### Objective A
Answer these questions about the essay on childhood hardship, one line each:
(i) What did being silenced at home give the writer?
(ii) What did being let down by those who were supposed to love and protect the writer make possible later in life?
(iii) What reason does the writer give for caring?
### Objective B
Carry the essay on childhood hardship forward, starting right after its final sentence.

### Passage to read
.....
But still, these experiences also brought new and wonderful people and additional “adoptive” families into my life. It allowed me to be a free spirit, to find a home inside of myself and not in a physical place where my parents resided. Crafting my own form of stability and a foundation of values that have set my life in the course I want. Would I be like this if I hadn’t suffered in my younger years? Who knows.

Being let down by those who are supposed to love and protect me the most, gave me the sight to leave the wrong romantic relationships for the right reasons later in life.

Being silenced at home gave me a voice to stand up for others who don’t have one in board rooms, in meetings, in public.

But it also left scars in my heart that still affect me in ways I am continuing to discover as I grow older. I welcome these gifts now. I step into the pain and ask myself “why am I doing this?” and “why am I this way?” or “is this the response I want to put into the world, or is there a better way?”

Asking our inner self the bigger questions can lead us to miraculous discoveries.

Some of mine are:

I care because I want to be cared for.

I worry because I want to be worried about.

I am giving and loving because I want these behaviours in return.
.....
### Information supplied

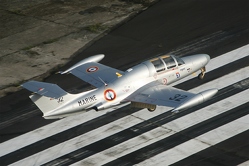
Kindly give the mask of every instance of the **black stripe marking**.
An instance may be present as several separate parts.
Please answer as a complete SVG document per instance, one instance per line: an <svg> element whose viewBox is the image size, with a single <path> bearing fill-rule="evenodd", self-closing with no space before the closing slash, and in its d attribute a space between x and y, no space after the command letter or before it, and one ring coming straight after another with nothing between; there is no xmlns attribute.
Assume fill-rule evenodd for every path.
<svg viewBox="0 0 249 166"><path fill-rule="evenodd" d="M101 152L105 149L108 149L112 146L118 145L124 141L131 139L131 138L134 138L138 135L141 135L147 131L155 129L158 126L164 125L164 124L166 124L174 119L177 119L177 118L182 117L186 114L194 112L194 111L196 111L200 108L203 108L205 106L208 106L212 103L223 100L224 98L227 98L227 97L234 95L235 93L239 93L241 91L243 91L243 89L237 89L237 88L234 88L233 85L230 85L230 86L220 90L219 93L213 99L207 101L206 103L204 103L202 105L193 107L193 108L188 109L186 111L180 112L176 115L172 115L171 112L163 113L157 117L151 118L150 120L139 123L139 124L132 126L126 130L120 131L119 133L116 133L112 136L109 136L109 137L104 138L100 141L97 141L93 144L90 144L86 147L80 148L72 153L69 153L69 154L64 155L62 157L59 157L58 159L55 159L47 164L50 165L50 164L56 163L58 161L62 162L63 160L64 160L64 162L62 162L62 163L65 165L72 164L74 162L77 162L79 160L87 158L93 154L96 154L96 153ZM224 116L224 115L222 114L220 116ZM74 157L72 157L72 156L74 156ZM75 156L77 156L77 157L75 157Z"/></svg>
<svg viewBox="0 0 249 166"><path fill-rule="evenodd" d="M153 143L139 150L136 150L128 155L120 157L112 162L105 164L105 166L138 164L139 162L142 162L159 153L174 148L175 146L180 145L188 140L191 140L192 138L195 138L217 127L220 127L222 125L225 125L231 121L234 121L240 117L247 115L249 113L248 107L249 103L245 103L223 114L220 114L216 117L210 118L197 125L194 125L183 131L180 131L170 137L167 137L156 143Z"/></svg>
<svg viewBox="0 0 249 166"><path fill-rule="evenodd" d="M249 130L221 143L195 153L174 166L182 165L238 165L249 160Z"/></svg>

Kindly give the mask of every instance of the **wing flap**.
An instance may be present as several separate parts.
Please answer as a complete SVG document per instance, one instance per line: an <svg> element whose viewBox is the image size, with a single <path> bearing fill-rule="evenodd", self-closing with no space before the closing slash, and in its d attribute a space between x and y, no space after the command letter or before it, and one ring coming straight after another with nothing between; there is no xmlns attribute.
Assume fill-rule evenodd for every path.
<svg viewBox="0 0 249 166"><path fill-rule="evenodd" d="M58 99L68 94L66 91L61 89L58 85L51 84L51 83L28 81L22 84L21 86L36 94L50 97L50 98L55 98L55 99Z"/></svg>
<svg viewBox="0 0 249 166"><path fill-rule="evenodd" d="M195 94L165 85L146 86L126 98L128 101L177 107Z"/></svg>
<svg viewBox="0 0 249 166"><path fill-rule="evenodd" d="M101 87L105 83L108 84L117 79L118 76L116 73L120 73L121 75L123 74L120 70L96 62L83 64L73 69L71 73L95 87Z"/></svg>

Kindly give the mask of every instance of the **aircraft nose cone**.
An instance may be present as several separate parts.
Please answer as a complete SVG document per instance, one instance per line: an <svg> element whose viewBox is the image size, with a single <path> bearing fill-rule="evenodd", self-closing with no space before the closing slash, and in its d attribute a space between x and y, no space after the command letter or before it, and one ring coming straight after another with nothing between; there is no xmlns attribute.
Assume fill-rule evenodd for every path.
<svg viewBox="0 0 249 166"><path fill-rule="evenodd" d="M207 62L209 62L209 61L210 61L210 56L207 55L207 54L205 54L205 57L206 57L206 59L207 59Z"/></svg>
<svg viewBox="0 0 249 166"><path fill-rule="evenodd" d="M202 54L201 56L202 65L206 65L210 61L210 56L207 54Z"/></svg>

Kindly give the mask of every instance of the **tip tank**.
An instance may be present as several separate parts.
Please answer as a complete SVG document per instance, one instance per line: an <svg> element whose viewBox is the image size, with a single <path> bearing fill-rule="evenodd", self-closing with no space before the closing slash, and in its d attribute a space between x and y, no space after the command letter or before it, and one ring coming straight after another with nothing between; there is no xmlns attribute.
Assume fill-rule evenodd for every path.
<svg viewBox="0 0 249 166"><path fill-rule="evenodd" d="M194 97L190 98L189 100L185 101L184 103L180 104L178 107L174 108L172 112L178 112L179 110L190 108L201 104L209 99L211 99L216 93L218 89L209 89L203 92L196 94Z"/></svg>

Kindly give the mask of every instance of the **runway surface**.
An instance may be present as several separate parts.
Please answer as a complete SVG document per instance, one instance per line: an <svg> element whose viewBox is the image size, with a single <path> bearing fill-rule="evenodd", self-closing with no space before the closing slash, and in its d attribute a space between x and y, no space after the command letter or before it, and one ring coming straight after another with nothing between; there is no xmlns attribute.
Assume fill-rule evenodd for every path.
.....
### Output A
(i) A voice to stand up for others who don't have one, in board rooms, in meetings, and in public.
(ii) The sight to leave the wrong romantic relationships for the right reasons.
(iii) The writer cares because of wanting to be cared for.

### Output B
Yet, I wouldn’t change anything, because through the childhood trauma to the teenager rebellions (of being a good girl and running away to university, funnily enough) to the young-at-heart-attitude I have today… I have built a life I love and am proud of… from nothing. Without help from them.

Without phone calls from her.

I know the soulful and loving person she is behind her illness would be proud of the person I am today, and I hope to meet that person again one day.

But on days like these, birthdays, holidays, anniversaries — I often wonder what it would be like to be able to call her and hear her voice. To have a mundane conversation that many of my friends eye-roll over when their parents can’t stop talking.

Listening to the intricate details about the recipe last week, or the new trick the dog learned — or the new Netflix show they are enjoying. I miss those calls because I never really had them. My calls were rife with insults and anger, usually ending up in shaming and blaming me for leaving town and starting my own life. Abandoning them. Words meant to cut deep, and deep they did cut me for years. Now, I don’t hear those words so it’s easy to dream about kind ones and soft ones instead.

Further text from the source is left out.